━━━ DATA RECORDS ━━━

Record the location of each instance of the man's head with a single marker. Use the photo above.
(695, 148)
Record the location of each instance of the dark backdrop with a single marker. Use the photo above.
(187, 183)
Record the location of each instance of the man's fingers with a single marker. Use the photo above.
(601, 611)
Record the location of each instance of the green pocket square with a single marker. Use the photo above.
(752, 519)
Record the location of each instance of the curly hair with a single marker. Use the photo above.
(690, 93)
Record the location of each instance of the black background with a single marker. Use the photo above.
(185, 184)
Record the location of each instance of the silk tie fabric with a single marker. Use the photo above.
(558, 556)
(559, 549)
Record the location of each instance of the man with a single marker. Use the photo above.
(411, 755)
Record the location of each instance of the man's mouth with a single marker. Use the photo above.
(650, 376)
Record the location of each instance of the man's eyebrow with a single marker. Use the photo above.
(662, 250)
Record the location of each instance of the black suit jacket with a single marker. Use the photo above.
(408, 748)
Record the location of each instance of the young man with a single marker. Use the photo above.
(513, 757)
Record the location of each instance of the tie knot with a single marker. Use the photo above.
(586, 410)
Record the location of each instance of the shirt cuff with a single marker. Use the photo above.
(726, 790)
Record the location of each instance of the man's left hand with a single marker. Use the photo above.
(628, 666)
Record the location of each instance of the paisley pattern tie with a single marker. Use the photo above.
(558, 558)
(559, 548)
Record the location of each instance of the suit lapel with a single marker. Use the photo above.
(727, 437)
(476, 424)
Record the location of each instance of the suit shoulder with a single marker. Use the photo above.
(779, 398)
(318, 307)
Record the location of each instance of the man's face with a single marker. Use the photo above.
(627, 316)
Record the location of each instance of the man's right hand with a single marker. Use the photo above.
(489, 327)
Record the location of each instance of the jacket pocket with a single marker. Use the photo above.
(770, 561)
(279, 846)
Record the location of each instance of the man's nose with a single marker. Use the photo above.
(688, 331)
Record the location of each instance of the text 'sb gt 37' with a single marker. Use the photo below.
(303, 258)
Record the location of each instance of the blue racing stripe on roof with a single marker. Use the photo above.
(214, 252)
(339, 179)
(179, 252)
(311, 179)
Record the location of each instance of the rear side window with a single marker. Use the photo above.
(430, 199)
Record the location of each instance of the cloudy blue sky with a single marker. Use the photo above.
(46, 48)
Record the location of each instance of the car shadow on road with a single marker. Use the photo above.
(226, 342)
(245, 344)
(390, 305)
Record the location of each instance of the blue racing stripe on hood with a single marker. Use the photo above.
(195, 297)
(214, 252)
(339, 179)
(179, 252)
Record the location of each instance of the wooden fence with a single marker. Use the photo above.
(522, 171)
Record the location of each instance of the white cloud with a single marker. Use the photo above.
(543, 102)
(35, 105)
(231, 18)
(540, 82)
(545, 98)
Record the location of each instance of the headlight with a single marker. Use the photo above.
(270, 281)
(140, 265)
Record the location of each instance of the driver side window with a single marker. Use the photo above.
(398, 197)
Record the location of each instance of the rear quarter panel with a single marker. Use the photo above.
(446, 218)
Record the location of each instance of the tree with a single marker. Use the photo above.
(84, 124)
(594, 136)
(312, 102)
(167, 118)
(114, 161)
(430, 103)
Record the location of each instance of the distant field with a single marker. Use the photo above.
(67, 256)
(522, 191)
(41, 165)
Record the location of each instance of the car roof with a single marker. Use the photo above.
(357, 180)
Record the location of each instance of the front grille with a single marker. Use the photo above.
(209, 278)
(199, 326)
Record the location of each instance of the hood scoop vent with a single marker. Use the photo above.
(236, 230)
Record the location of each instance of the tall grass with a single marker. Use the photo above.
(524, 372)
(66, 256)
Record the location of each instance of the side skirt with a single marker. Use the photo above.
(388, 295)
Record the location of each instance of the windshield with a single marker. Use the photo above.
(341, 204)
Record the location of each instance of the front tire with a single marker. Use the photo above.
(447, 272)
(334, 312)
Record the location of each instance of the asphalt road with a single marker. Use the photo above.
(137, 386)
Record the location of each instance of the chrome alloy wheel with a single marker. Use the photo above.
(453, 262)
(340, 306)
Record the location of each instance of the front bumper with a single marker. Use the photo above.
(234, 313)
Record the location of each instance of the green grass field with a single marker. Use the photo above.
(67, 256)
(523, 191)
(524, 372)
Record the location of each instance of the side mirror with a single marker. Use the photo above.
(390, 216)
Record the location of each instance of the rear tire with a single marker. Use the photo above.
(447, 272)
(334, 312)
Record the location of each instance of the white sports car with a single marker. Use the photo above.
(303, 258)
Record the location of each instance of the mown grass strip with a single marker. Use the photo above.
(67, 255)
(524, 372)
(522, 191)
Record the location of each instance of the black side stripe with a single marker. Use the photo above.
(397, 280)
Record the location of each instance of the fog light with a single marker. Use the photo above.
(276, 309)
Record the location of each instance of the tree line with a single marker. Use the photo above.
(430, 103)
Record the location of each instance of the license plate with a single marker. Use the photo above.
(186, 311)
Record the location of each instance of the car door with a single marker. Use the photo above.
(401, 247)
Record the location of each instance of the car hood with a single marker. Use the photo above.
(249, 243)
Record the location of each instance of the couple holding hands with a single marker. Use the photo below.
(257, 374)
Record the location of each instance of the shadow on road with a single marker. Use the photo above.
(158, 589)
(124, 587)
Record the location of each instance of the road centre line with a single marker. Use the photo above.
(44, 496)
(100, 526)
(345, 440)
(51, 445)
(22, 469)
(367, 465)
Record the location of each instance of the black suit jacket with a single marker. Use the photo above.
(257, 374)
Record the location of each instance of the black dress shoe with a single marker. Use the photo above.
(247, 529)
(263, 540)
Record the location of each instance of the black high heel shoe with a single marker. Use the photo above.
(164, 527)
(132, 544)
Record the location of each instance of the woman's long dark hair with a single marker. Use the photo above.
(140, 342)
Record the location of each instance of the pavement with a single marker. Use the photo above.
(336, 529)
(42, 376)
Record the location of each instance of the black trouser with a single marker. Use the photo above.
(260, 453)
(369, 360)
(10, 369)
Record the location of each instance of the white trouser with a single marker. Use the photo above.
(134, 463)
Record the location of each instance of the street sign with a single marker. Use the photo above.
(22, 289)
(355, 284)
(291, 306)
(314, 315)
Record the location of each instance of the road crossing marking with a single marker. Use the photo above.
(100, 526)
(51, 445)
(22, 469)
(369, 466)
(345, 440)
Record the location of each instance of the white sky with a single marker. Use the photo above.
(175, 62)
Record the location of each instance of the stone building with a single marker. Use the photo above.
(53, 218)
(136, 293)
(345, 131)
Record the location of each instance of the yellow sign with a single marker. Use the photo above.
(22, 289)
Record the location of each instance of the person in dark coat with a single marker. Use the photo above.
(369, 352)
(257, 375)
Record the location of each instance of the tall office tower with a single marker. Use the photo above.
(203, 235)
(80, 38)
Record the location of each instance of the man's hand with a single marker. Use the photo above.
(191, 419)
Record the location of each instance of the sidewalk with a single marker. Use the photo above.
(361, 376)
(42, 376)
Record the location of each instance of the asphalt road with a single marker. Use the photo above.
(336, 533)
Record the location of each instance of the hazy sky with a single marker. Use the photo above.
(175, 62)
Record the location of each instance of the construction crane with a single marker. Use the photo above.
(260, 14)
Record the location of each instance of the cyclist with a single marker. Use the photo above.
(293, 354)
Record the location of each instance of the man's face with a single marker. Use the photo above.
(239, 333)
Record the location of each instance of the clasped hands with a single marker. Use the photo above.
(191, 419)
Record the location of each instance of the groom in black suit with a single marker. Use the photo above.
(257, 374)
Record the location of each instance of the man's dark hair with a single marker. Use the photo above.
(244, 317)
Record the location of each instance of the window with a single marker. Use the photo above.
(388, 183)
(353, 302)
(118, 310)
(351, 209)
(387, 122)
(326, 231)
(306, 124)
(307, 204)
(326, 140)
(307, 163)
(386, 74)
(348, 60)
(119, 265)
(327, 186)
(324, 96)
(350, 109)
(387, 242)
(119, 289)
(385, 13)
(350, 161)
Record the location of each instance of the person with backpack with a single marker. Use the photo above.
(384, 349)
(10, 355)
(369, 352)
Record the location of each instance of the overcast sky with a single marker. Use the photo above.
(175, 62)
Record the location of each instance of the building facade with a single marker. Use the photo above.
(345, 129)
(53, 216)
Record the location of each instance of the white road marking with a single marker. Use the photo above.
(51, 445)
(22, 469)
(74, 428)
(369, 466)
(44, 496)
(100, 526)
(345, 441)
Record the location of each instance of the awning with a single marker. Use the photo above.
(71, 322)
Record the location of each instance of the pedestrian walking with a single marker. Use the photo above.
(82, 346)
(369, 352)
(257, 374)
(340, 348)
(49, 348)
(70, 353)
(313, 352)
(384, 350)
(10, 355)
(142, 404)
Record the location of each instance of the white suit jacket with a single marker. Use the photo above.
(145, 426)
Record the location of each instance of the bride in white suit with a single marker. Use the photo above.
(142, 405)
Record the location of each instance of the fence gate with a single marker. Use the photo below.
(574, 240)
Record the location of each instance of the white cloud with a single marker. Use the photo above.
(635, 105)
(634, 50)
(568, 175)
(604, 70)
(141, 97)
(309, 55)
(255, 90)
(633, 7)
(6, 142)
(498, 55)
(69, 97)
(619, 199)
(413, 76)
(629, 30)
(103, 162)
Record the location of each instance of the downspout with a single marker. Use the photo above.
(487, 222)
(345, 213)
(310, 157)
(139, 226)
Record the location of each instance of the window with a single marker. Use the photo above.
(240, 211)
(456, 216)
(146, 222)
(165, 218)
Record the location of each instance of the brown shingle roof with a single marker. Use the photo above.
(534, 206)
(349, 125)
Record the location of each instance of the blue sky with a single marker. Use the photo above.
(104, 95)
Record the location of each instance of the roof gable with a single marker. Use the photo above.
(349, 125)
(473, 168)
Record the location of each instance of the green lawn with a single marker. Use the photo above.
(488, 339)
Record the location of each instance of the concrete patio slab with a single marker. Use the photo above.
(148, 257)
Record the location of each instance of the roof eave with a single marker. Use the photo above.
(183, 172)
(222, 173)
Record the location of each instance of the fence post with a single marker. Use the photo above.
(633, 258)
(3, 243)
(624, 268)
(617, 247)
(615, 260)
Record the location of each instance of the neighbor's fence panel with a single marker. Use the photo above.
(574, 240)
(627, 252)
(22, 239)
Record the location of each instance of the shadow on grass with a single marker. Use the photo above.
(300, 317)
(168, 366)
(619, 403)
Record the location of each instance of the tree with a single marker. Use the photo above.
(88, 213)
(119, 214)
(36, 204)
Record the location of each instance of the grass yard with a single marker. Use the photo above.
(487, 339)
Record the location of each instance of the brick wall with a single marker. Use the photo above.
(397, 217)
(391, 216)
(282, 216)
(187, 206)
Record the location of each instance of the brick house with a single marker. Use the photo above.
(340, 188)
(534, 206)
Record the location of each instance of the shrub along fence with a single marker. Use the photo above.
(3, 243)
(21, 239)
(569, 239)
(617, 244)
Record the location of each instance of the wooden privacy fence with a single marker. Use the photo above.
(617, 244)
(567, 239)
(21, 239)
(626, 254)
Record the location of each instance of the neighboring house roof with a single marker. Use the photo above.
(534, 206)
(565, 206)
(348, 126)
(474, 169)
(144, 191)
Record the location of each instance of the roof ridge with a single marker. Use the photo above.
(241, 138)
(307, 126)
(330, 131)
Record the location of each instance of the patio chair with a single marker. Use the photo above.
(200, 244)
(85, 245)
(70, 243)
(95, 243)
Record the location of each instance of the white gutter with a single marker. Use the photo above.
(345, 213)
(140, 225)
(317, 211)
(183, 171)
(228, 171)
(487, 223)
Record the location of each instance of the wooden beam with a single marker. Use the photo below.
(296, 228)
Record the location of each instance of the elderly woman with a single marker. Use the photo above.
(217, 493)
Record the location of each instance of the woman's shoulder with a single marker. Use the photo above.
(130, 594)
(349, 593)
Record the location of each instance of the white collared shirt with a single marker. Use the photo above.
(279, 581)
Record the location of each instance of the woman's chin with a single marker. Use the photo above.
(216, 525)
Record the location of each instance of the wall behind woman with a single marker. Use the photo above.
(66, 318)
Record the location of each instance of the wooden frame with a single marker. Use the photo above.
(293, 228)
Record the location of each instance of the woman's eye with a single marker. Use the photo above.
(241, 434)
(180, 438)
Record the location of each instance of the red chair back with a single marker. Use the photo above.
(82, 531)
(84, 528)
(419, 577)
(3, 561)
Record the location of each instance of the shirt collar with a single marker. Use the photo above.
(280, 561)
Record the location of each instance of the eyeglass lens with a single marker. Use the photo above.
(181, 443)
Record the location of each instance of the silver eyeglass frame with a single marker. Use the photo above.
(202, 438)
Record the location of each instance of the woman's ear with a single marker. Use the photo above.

━━━

→ **PROBLEM TO WORK ON**: Rewrite the records as a numbered list, leaving out any blank lines, starting at the line that contains "Record the location of each instance of the red" and ending at the end of the records.

→ **TASK SOLUTION**:
1. Record the location of each instance of the red chair back with a single marker. Use the photo above.
2. (82, 531)
3. (84, 528)
4. (419, 577)
5. (3, 561)
6. Record the location of each instance of the shirt collar with a single marker. Use the photo above.
7. (280, 561)
8. Record the location of each instance of the eyeglass lens with a single marker. Use the photo above.
9. (181, 443)
10. Record the location of each instance of the silver eyeglass frame with a single marker. Use the photo above.
11. (202, 438)
12. Record the location of each instance of the woman's ear with a single marker. Use the photo above.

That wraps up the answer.